Page text:
⁂

Post-abolition is the period of Brazilian history immediately following the abolition of slavery in 1888. Defined as a major break in the system practiced until then, the period triggered significant changes in the Brazilian economy and society, which depended largely on slave labor. For the freedmen, in many ways their situation worsened. In the late 1800s and early 1900s, there was an influx of European and asian immigrants into Brazil in hopes of keeping working wages low as there would be competition for the limited jobs between the freed slaves and immigrants. The government did not organize any program for their integration into society, and they were left to their own devices. The dominant white society remained steeped in racism and discrimination manifested itself at all levels. The vast majority of freedmen remained marginalized and deprived of access to health, education, vocational training, and the exercise of citizenship. Many lost their jobs and their homes and were forced to migrate in search of new jobs, which generally proved to be precarious and difficult. Misery became commonplace. Freed women faced additional sexualization, responsibilities, and abuse in comparison to their male counter parts after abolition. The post-abolition period was the beginning of a long process of struggle by blacks for rights, dignity, recognition, and inclusion, which to this day is still unfinished. The abolition freed about 700,000 slaves in 1888. At that moment most of the black and brown people in Brazil were already free. According to the 1872 census (the only one to take place in the imperial period), the slave population represented 15.24% of the total population of Brazil, while black and brown people in general represented 58% of that total.

== Abolitionist campaign ==

Golden Law Diploma.

In the 1880s, with the influence of Joaquim Nabuco, two movements of great importance for the abolition of slavery, the Brazilian Society against Slavery and the Central Emancipating Association, began to gain strength.

It was after a visit to a chapel in Massangana, Pernambuco, that Nabuco recognized a moral problem regarding slavery, sparking a genuine interest in putting his life at the service of the "generous race". At the age of 20, a deputy at the time, Joaquim began debates in Parliament on the project that aimed to free all slaves.

Nabuco wrote several works about slavery, among them "Minha Formação" and "O Abolicionismo", claiming that "it is a crime, an attempt to civilization and to economic and political progress, it is responsible for the backwardness of the country, an obstacle to national construction. These are civic, public reasons".

Nabuco's travels abroad facilitated his involvement with the abolitionist campaign. Inspired by the campaign against the slave trade and the "social movement", two forms of pressure on the state, consequently on the authorities.

⁂

Check your understanding:
• a. Decide whether each statement below agrees with the text on post-abolition Brazil, answering yes or no and quoting the deciding words of the text. (i) The government organized a program to integrate the freedmen into society. (ii) The 1872 census was the only one taken during the imperial period. (iii) Joaquim Nabuco began debates in Parliament on freeing all slaves at the age of 30.
• b. According to the text on post-abolition Brazil, about how many slaves did abolition free in 1888?
• c. Write a continuation of the text on post-abolition Brazil, picking up after its last sentence.

Supplied records:
⁂

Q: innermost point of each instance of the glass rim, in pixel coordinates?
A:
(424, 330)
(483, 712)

⁂

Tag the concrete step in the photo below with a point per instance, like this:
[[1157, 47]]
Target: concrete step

⁂

Numbered answers:
• a.
(i) No: "The government did not organize any program for their integration into society"
(ii) Yes: "According to the 1872 census (the only one to take place in the imperial period)"
(iii) No: "At the age of 20, a deputy at the time, Joaquim began debates in Parliament on the project that aimed to free all slaves."

• b. About 700,000 slaves.

• c.
Another important figure for the success of this movement was José do Patrocínio, a radical abolitionist, unlike Nabuco, who was considered a moderate. Patrocínio defended that the campaign should take to the streets with the participation of the people, however, he affirmed that the people alone could not achieve the objectives, that it should be an "alliance of the sovereign with the people".

In opposition to Patrocínio's radicalism, Nabuco defended that this struggle was for a people without a voice, consequently it should be led by whites. These processes involved two aspects. The first, the progress of this movement could not go beyond the limits of monarchical legality, this should be a decision initially taken by the State and the slaveholding farmers, being solved within the institutional space, so that the situation would not have a dimension that the control could be lost. The second side is the one defended by Nabuco, that blacks could not be active subjects in the movement. There was a concern of the white elite involved in the conflict that emancipation could not affect the landowning economic order. In this case, the involvement of blacks in this process was fearful, because the elite feared that they could cause an uncontrolled society.

Despite the existence of some laws, such as the Free Womb Law in 1871, it was necessary to have a law that abolished slavery. Meanwhile, the abolitionist campaign initially promoted by Joaquim Nabuco in 1880, was of extreme importance for the Golden Law to be sanctioned by Princess Isabel in 1888, of No. 3,353, which had two articles "Art. 1°: It is declared extinct since the date of this law slavery in Brazil. And Art. 2°: The provisions to the contrary are revoked".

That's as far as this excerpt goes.